Tasks to carry out:
1. In the Opening Gallery text, what share of the proceeds goes to Luv Michael?
2. Name every group of artists that the Opening Gallery text says the gallery sets out to showcase.
3. Reproduce the part of the Opening Gallery text between "42 Walker Street, New" and "from diverse localities.", inclusive.
(Source text)
The Opening Gallery showcases Contemporary Greek Artists

The Opening Gallery was launched in the summer of 2022 as an initiative that supports contemporary art and international artists beyond the confines of the art market, while it fosters cultural engagement and exchanges between the US and the globe. This alternative art ecosystem attempts to go beyond prevalent gallery models and to showcase global underrepresented artists, and the work of women artists and artists of color. The gallery is managed by an independent non-profit contemporary art organization and it is located at 42 Walker st in Tribeca. Exhibitions include visual and performing arts, music events, with public programs spanning a wide range of topics also focusing on mental health. The Opening Gallery has monthly public programming and educational activities. Admission is free. *50% of the proceeds support neurodiversity, charitable causes, and 25% of the proceeds are donated to the non-profit Luv Michael which is committed to enriching the lives of autistic adults.

Collective Brain

October 4th – November 27, 2022

Opening Tuesday October 4th, 6-8PM

 

The Opening Gallery

42 Walker Street, New York

http://theopeninggallery.com

 

 

Opening Gallery is pleased to announce Collective Brain, a group exhibition of works by selected Greek artists among international artists: Alina Bliumis, Jeff Bliumis, Veronique Bourgoin, Alexandros Georgiou, Mat Chivers, Raúl Cordero, Yioula Hadjigeorgiou, Steven C. Harvey, Peggy Kliafa, Artemis Kotioni, Jessica Mitrani, Paula Meninato, Eleni Mylonas, Margarita Myrogianni, Warren Neidich, Alexander Polzin, Dan Reisner, Juli Susin, Dimitris Tragkas, Adonis Volanakis, Hans Weigand, Vasilis Zarifopoulos curated by Dr. Sozita Goudouna. Installed across the first floor of 42 Walker St, Collective Brain attempts to challenge our perception of mental processes with an arrangement of corporeally provoking art pieces, connecting artists who work in divergent media and are convening from diverse localities.

Contemplating the notion of the mind as a mechanism – a brain system responsible for spatial memory and navigation – Collective Brain offers different viewpoints about the brain and its million neurons by centering neurodiversity as the fundamental concept about how we can understand the physical and biological origins of human emotion in the brain, as well as the conception, exhibition, and reception of the artworks. A section of the exhibition also attempts to comprehend and challenge perceptions about the operations of the non-human brain.

The revolutionary field of optogenetics allows us to decipher the brain’s inner workings using light, however, we still seem to know little about the human mind and certain theorists argue that it is much too complicated to be controlled, while brain and electrostimulation experiments of the 60s and 70s were often unable to clarify which parts of the brain are stimulated by stimoceivers or electro-magnetic radiation.

Further to the notion of mind control, current scientific research attempts to illuminate the biological nature of our inner worlds and our “projections” namely the ways aspects of the self are experienced by the individual as residing outside the self (Deisseroth K.). Drawing from Santiago Ramón y Cajal, the founder of modern neuroscience, and his claim that “knowledge of the physicochemical basis of memory, feelings, and reason would make humans the true masters of creation, that their most transcendental accomplishment would be the conquering of their own brain,” the exhibition attempts to trace the visualization of the brain’s inner circuitry with a deep empathy for mental illness.

Cajal ventured into science as both an artist and a pathologist, while he became the first person to see a neuron. The scientist visualized the inner workings of the mind with thousands of stunning pen-and-ink diagrams and his exquisite, meticulous drawings of neurons in the brain and spinal cord proved that every neuron in the brain is separate and that neurons communicate across synapses.

There is an on-going parallel between the ‘visualization of the brain’ in the scientific and in the artistic domains and a fascination with the visualization of the neurons, but how can this visualization help us understand the invisible synapses of the collective brain and especially the ways human societies can resist mind control with actual free will.
(End Source text)
(Data listing)
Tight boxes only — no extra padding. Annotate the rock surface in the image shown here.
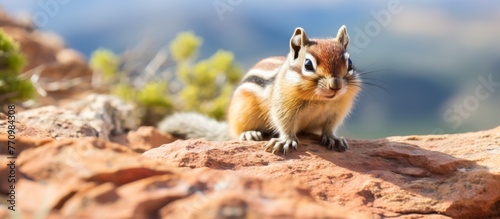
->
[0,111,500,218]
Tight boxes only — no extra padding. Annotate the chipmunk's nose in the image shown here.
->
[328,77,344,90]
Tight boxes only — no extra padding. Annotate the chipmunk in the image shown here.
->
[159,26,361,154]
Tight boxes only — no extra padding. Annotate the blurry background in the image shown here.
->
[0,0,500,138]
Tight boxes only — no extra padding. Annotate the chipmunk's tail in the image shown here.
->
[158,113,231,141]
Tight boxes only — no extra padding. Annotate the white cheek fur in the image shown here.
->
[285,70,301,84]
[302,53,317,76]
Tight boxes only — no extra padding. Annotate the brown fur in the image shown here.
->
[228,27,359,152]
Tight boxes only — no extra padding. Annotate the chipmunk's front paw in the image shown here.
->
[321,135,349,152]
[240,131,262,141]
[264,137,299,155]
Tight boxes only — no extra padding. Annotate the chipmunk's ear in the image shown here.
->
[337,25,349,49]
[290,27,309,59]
(End Data listing)
(Data listing)
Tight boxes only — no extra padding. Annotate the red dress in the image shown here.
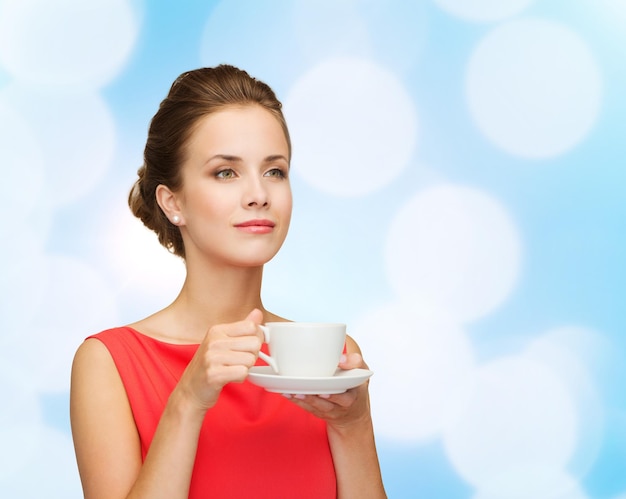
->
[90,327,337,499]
(End Data listing)
(Data listing)
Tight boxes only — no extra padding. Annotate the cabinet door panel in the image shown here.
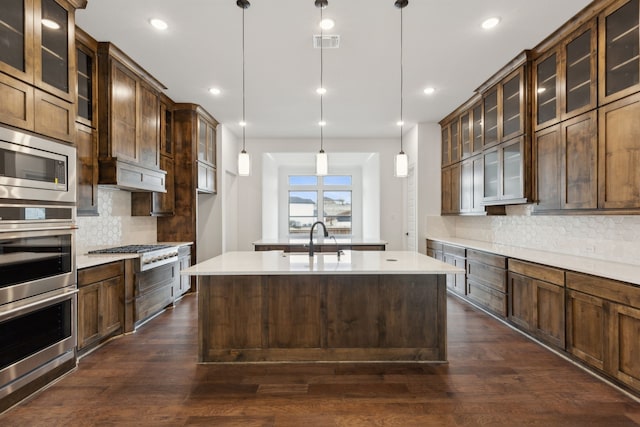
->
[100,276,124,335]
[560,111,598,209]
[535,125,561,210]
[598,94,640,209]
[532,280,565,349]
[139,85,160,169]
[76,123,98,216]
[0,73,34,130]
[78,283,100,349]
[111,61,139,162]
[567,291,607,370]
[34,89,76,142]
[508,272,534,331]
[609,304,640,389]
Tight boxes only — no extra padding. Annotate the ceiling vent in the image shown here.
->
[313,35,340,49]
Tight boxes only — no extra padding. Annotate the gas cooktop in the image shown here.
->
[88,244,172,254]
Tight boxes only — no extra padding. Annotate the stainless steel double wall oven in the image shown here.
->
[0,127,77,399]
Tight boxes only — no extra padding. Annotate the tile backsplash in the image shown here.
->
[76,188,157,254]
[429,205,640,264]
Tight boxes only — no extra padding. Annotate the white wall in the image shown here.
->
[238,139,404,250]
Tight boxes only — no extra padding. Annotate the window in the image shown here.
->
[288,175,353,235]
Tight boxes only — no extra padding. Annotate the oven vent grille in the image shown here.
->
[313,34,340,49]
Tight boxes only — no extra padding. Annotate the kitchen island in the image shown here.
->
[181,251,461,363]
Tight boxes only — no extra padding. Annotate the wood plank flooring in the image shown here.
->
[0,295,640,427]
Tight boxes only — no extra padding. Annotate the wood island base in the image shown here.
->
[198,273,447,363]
(End Data listing)
Answers for the tasks:
1. 25% of the proceeds.

2. Global underrepresented artists, women artists, and artists of color.

3.
42 Walker Street, New York

http://theopeninggallery.com

 

 

Opening Gallery is pleased to announce Collective Brain, a group exhibition of works by selected Greek artists among international artists: Alina Bliumis, Jeff Bliumis, Veronique Bourgoin, Alexandros Georgiou, Mat Chivers, Raúl Cordero, Yioula Hadjigeorgiou, Steven C. Harvey, Peggy Kliafa, Artemis Kotioni, Jessica Mitrani, Paula Meninato, Eleni Mylonas, Margarita Myrogianni, Warren Neidich, Alexander Polzin, Dan Reisner, Juli Susin, Dimitris Tragkas, Adonis Volanakis, Hans Weigand, Vasilis Zarifopoulos curated by Dr. Sozita Goudouna. Installed across the first floor of 42 Walker St, Collective Brain attempts to challenge our perception of mental processes with an arrangement of corporeally provoking art pieces, connecting artists who work in divergent media and are convening from diverse localities.